[What you have to do] Copy the listing below word for word, keeping every line unchanged and in its original order from first to last.

◇ ◇ ◇

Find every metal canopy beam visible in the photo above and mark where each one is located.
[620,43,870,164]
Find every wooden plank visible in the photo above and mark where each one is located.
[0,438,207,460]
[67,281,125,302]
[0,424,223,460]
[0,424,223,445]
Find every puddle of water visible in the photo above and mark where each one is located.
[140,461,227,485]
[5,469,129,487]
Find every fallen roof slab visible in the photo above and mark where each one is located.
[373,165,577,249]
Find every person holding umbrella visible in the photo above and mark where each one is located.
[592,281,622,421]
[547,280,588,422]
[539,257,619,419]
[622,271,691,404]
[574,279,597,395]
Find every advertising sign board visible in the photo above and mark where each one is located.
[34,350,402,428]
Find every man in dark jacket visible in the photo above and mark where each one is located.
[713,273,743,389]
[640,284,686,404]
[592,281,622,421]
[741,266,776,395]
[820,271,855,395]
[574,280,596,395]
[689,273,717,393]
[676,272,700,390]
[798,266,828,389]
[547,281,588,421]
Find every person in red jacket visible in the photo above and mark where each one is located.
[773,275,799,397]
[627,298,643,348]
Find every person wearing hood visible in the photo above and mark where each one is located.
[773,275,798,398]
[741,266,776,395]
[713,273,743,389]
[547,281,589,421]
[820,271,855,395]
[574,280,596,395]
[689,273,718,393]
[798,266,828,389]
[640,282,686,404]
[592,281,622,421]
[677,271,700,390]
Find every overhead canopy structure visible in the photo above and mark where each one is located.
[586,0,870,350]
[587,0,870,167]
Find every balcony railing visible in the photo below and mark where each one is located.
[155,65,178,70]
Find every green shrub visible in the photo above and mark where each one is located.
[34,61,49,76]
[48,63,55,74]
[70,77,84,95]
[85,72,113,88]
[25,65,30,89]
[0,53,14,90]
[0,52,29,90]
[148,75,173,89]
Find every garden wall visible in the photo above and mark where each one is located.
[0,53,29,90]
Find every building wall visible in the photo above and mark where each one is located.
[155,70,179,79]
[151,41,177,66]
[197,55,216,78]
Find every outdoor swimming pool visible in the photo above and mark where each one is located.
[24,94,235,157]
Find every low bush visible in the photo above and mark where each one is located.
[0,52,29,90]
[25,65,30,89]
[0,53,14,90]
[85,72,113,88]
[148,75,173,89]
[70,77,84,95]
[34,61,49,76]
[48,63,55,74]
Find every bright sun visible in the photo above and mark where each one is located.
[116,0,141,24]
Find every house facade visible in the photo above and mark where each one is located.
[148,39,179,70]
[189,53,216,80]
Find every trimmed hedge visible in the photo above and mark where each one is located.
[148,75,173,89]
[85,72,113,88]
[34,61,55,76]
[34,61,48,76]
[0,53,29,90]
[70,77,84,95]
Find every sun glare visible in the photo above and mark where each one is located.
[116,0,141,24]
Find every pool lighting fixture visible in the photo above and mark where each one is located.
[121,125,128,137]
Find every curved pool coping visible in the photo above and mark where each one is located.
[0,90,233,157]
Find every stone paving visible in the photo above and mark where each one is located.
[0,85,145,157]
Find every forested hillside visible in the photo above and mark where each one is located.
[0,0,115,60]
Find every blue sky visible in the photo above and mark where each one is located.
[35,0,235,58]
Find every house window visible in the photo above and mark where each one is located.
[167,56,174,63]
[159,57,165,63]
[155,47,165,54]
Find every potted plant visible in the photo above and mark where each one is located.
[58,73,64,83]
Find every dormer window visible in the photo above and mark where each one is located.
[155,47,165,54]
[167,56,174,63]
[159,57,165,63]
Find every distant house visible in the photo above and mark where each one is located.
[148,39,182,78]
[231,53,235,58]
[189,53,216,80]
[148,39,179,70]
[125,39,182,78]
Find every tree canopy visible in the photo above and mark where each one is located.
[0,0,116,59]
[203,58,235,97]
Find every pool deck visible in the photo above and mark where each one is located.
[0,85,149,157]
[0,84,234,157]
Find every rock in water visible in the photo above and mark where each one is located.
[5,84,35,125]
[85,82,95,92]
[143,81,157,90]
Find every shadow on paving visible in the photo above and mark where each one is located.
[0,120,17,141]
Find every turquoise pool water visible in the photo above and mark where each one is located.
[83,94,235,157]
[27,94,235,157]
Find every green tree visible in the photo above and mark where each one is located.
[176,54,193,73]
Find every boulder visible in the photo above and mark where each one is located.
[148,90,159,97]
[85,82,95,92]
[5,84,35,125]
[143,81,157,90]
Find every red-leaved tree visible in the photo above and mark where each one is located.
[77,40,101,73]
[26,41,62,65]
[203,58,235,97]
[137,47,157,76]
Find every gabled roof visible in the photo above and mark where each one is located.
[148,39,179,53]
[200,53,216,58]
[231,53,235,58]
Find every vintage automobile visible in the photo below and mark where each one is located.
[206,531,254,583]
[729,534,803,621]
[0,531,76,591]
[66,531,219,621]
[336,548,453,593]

◇ ◇ ◇

[Response]
Find every metal canopy beam visible in the photo above and mark where each one is located.
[620,43,870,164]
Find every wooden plank visible in the photo above and mark where each one is located.
[0,438,207,460]
[67,281,125,302]
[0,424,223,460]
[0,424,223,445]
Find every puddle of water visible in the photo above and mark where each one is located.
[140,461,227,485]
[5,469,129,487]
Find every fallen roof slab visible in the photo above and mark where each one is located.
[373,165,577,249]
Find every person holding umbrella visible in the photo above and mark where each one is located.
[592,281,622,421]
[547,280,588,422]
[539,257,619,419]
[622,271,691,404]
[574,279,597,395]
Find every advertising sign board visible in the photo above and mark where each one is located.
[34,350,402,428]
Find every man in dark jacket visible in the photo above and mark where each one is located.
[713,273,743,389]
[640,284,686,404]
[592,281,622,421]
[741,266,776,395]
[820,271,855,395]
[574,280,596,395]
[689,273,717,393]
[676,272,700,390]
[798,266,828,389]
[547,281,588,421]
Find every person in red jacket visible in the photo above and mark where each one is located.
[773,275,799,397]
[627,298,643,348]
Find every person wearing hood visible in the photo above and mark where each one is located.
[773,275,798,398]
[741,266,776,395]
[713,273,743,389]
[547,281,589,421]
[820,271,855,395]
[574,280,596,395]
[689,273,718,393]
[798,266,828,389]
[640,282,686,404]
[592,281,622,421]
[677,271,700,390]
Find every overhead canopy structure visible in the photo above and mark where each one is located.
[586,0,870,350]
[587,0,870,167]
Find every balcony railing visible in the photo below and mark where each one is located.
[155,65,178,70]
Find every green shrub visible in the photo above and mark where each one is located.
[34,61,49,76]
[48,63,55,74]
[70,77,84,95]
[85,72,113,88]
[25,65,30,89]
[0,53,14,90]
[0,52,29,90]
[148,75,173,89]
Find every garden wall visible in the photo above and mark where each one is located.
[0,53,29,90]
Find every building wall visible in the photo above and mark where each one is located.
[155,70,179,79]
[151,41,177,66]
[197,55,216,78]
Find every outdoor swimming pool visible in the photo above and mark where each one is located.
[24,94,235,157]
Find every low bush visible in the photo above and mark where each one is located.
[0,52,29,90]
[25,65,30,89]
[0,53,14,90]
[85,72,113,88]
[148,75,173,89]
[70,77,84,95]
[34,61,49,76]
[48,63,55,74]
Find every bright sun visible in the photo above and mark where each one is located.
[116,0,141,24]
Find every house facade visible in the photo above and mark where each one is located.
[148,39,179,70]
[189,53,216,80]
Find every trimmed hedge visible in the photo above and mark where each one is located.
[148,75,173,89]
[85,72,113,88]
[34,61,55,76]
[34,61,48,76]
[0,53,29,90]
[70,77,84,95]
Find every sun glare visible in the photo above and mark where each one is located.
[116,0,141,24]
Find every pool lighting fixture visible in the photo above and mark where each one is located.
[121,125,128,137]
Find every curved pool coping visible in the photo above and mark where each one is located.
[0,90,233,157]
Find every stone paving visible in the photo above and mark where each one is located.
[0,85,145,157]
Find every forested hillside visible in the photo above and mark where each one is located.
[0,0,115,60]
Find every blue sky visible in the photo above and mark where each one is located.
[35,0,235,58]
Find every house window visible in the photo above and mark where each one is located.
[167,56,174,63]
[159,57,165,63]
[155,47,165,54]
Find every potted plant visible in the photo above and mark where each one is located.
[58,73,64,83]
Find every dormer window visible in the photo above and mark where each one is located.
[155,47,165,54]
[167,56,174,63]
[159,57,165,63]
Find every distant house visible in the photo above and mark where each one is located.
[148,39,182,78]
[231,53,235,58]
[189,53,216,80]
[148,39,179,70]
[125,39,182,78]
Find every tree canopy visible in the photo above and mark where each one is located.
[0,0,116,59]
[203,58,235,97]
Find every pool deck visible in the photo above and mark where each one is located.
[0,85,149,157]
[0,84,234,157]
Find every rock in water visible in the photo above and mark where each one is located.
[5,84,35,125]
[85,82,95,92]
[143,81,157,90]
Find every shadow on paving visible in the photo above and mark where each one is located.
[0,120,17,141]
Find every turquoise pool water visible in the photo above and mark where each one is located.
[83,94,235,157]
[27,94,235,157]
Find every green tree visible in the photo above and mark where each one is located.
[176,54,193,73]
Find every boulder visible in the photo above and mark where each one is located.
[148,90,159,97]
[85,82,95,92]
[5,84,35,125]
[143,81,157,90]
Find every red-leaved tree visible in the photo above and mark where each one is located.
[77,40,101,73]
[26,41,62,65]
[203,58,235,97]
[137,47,157,76]
Find every gabled roof visible in the photo above and mark where each one is located.
[148,39,179,53]
[200,53,216,58]
[231,53,235,58]
Find every vintage automobile visible in the photo below and mark where each one is located.
[206,531,254,583]
[729,534,803,621]
[0,531,76,591]
[66,531,219,621]
[336,548,453,593]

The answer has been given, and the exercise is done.